• EXERCISE BRIEF: Render the whole listing below as a two-column CSV with the header row "request,answer": one row per "Target:" line, with the text from the point_to line through that "Target:" line in "request" and the pixel lines that follow in "answer". Put every field in double quotes and replace line breaks inside a field with spaces.

━━━ DATASET RECORDS ━━━

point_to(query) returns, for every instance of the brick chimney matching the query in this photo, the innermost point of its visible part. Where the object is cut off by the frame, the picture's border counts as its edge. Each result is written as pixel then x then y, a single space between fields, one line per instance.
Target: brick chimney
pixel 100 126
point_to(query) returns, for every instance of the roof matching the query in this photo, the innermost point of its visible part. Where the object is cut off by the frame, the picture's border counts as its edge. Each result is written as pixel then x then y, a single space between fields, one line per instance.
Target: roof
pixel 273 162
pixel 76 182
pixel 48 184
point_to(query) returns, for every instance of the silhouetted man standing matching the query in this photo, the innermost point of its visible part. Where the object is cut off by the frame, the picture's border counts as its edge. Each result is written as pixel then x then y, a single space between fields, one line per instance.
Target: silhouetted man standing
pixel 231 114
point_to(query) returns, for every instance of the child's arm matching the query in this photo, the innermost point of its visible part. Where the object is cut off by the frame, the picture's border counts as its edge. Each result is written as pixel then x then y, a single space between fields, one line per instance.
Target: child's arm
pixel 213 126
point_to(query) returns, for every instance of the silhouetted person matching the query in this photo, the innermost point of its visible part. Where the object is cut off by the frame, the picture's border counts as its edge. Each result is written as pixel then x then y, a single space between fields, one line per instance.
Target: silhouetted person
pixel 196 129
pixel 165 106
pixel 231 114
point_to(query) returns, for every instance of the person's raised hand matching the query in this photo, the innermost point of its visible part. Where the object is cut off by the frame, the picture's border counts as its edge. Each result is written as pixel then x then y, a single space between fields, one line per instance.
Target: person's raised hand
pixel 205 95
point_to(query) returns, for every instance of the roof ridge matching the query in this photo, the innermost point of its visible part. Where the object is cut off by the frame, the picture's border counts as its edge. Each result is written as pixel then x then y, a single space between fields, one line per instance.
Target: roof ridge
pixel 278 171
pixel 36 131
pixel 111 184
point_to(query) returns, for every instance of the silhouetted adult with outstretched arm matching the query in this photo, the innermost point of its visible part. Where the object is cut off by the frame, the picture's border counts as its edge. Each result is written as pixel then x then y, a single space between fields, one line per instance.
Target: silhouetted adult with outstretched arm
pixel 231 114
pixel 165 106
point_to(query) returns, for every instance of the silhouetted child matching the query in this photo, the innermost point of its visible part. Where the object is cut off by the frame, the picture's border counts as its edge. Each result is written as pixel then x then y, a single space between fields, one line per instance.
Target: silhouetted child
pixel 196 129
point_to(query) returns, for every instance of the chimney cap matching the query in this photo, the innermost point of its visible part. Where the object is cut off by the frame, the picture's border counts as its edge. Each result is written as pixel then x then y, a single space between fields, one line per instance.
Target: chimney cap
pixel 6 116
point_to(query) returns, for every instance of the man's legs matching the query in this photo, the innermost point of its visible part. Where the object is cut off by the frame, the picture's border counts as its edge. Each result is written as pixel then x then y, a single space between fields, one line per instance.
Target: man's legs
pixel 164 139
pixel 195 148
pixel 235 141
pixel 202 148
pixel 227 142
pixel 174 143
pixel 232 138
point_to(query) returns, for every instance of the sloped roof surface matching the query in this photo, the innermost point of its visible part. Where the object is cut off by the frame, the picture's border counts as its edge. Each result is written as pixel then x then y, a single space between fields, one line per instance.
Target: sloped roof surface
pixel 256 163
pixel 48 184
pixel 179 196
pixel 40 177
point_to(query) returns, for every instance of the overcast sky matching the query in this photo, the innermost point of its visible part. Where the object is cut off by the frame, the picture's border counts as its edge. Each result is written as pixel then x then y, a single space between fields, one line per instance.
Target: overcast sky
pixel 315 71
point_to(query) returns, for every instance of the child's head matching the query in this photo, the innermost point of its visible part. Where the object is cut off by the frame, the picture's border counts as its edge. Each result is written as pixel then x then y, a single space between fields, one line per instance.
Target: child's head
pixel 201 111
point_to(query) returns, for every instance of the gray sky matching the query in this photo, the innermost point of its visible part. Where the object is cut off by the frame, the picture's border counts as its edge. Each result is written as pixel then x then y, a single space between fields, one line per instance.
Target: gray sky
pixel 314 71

━━━

• EXERCISE SOLUTION:
request,answer
"point_to(query) returns, for every instance of the brick chimney matching the query in this photo, the innermost point of its visible part. Where the object is cut off by the frame, the picture's border counts as its edge. Each result is written as pixel then x then y, a single space between fields, one line per instance. Target: brick chimney","pixel 100 126"
"point_to(query) returns, for every instance of the roof matching the query in this photo, the innermost point of its visible part. Where the object is cut off by the frame, the picture's border counts as its edge. Each result is written as pixel then x then y, a single space between fields, one line per instance. Target: roof","pixel 273 162 pixel 76 182 pixel 48 184"
"point_to(query) returns, for every instance of the silhouetted man standing matching the query in this photo, the innermost point of its visible part. Where the object is cut off by the frame, the picture's border counts as its edge. Each result is written as pixel then x then y, a single space between fields, one line per instance. Target: silhouetted man standing","pixel 231 114"
"point_to(query) returns, for every instance of the child's arm matching the query in this photo, the innermost point of its visible part. Where the object is cut off by the frame, the picture's border counts as its edge. Each result is written as pixel then x then y, a single space between fields, one line per instance. Target: child's arm","pixel 213 126"
"point_to(query) returns, for every instance of the silhouetted person matching the query in this photo, the innermost point of its visible part. Where the object is cut off by the frame, the picture's border counts as its edge. Each result is written as pixel then x then y, a single space between fields, one line per instance. Target: silhouetted person","pixel 196 129 pixel 165 106 pixel 231 114"
"point_to(query) returns, for every instance of the person's raised hand matching the query in this photo, the innermost point of its visible part. Where the object is cut off by the frame, the picture's border counts as its edge. Each result is written as pixel then x then y, a single space between fields, one line per instance. Target: person's raised hand","pixel 205 95"
"point_to(query) returns, for every instance of the roof ridge matching the query in this photo, the innermost point of its visible part. Where the object is cut off by the frame, the picture's border counts as its edge. Each result is written as pixel then x then y, a single space between fields, one line per instance. Target: roof ridge","pixel 278 171 pixel 36 131 pixel 111 184"
"point_to(query) returns, for every instance of the silhouetted adult with outstretched arm matching the query in this photo, the innermost point of its visible part. Where the object is cut off by the frame, the picture's border counts as its edge. Each result is written as pixel then x then y, a single space between fields, one line per instance. Target: silhouetted adult with outstretched arm","pixel 231 114 pixel 165 106"
"point_to(query) returns, for every instance of the silhouetted child matching the query in this photo, the innermost point of its visible part. Where the object is cut off by the frame, the picture's border counts as its edge. Each result is written as pixel then x then y, a single space between fields, one line per instance. Target: silhouetted child","pixel 196 129"
"point_to(query) returns, for every instance of the chimney cap matching the query in this photo, the innermost point of its visible part. Where the object is cut off by the frame, the picture's border counts as its edge. Each result is written as pixel then x then y, a single space between fields, one line per instance. Target: chimney cap","pixel 6 116"
"point_to(query) returns, for every instance of the man's legs matching the query in this photo, the innermost point of its visible part. Where the object is cut off by the frame, the picture's border counts as its edge. Each result is written as pixel then x then y, a single space between fields, one line per instance. Target: man's legs","pixel 164 139 pixel 195 148 pixel 235 141 pixel 202 148 pixel 227 142 pixel 174 143 pixel 232 138"
"point_to(query) returns, for every instance of the sloped roof surface matching the query in this photo, the innermost point of its visible part. Where the object is cut off by the frame, the picture's border counts as its edge. Each result is written as pixel then x then y, a single space between fields, one line per instance. Target: sloped roof surface","pixel 256 163 pixel 48 184 pixel 179 196 pixel 40 177"
"point_to(query) returns, for every instance of the overcast sky matching the query in this photo, the innermost point of its visible part. Where the object is cut off by the frame, the picture's border counts as its edge. Each result is written as pixel then x then y, a single space between fields, one line per instance. Target: overcast sky","pixel 315 71"
"point_to(query) returns, for every instance of the child's head matching the query in this photo, the innermost point of its visible part. Where the object is cut off by the frame, the picture's border counts as its edge. Each result is written as pixel then x then y, a single space between fields, one line per instance. Target: child's head","pixel 201 111"
"point_to(query) returns, for every instance of the gray sky matching the query in this photo, the innermost point of its visible part. Where the object is cut off by the frame, the picture's border counts as its edge. Each result is written as pixel then x then y, a single space between fields, one line per instance. Target: gray sky","pixel 314 71"